• Given records:
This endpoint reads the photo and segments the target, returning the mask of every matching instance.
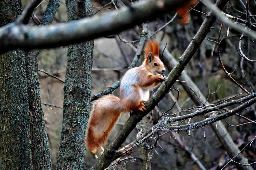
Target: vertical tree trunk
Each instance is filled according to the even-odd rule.
[[[21,0],[0,1],[0,27],[21,14]],[[24,52],[0,55],[0,136],[3,169],[33,169]]]
[[[69,22],[93,15],[91,0],[67,0]],[[90,113],[93,40],[69,46],[63,120],[56,169],[82,169]]]
[[[59,0],[50,0],[40,26],[52,23],[59,6]],[[40,52],[35,49],[25,54],[31,154],[34,170],[50,170],[51,156],[39,90],[38,59]]]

• Aim: Please rewrite the material above with "instance" changed to "object" and everything else unchanged. Leave out the pictures.

• Reply:
This endpoint reads the photo and segments the target, returning the mask of every matching object.
Target: vertical tree trunk
Each object is filled according to the even-odd rule.
[[[21,0],[0,1],[0,27],[21,14]],[[24,52],[0,55],[0,136],[3,169],[33,169]]]
[[[69,22],[93,15],[91,0],[67,0]],[[90,113],[93,40],[69,46],[63,120],[56,169],[82,169]]]
[[[59,0],[50,0],[40,26],[52,23],[59,6]],[[40,52],[35,49],[25,54],[31,154],[34,170],[50,170],[51,156],[39,90],[38,59]]]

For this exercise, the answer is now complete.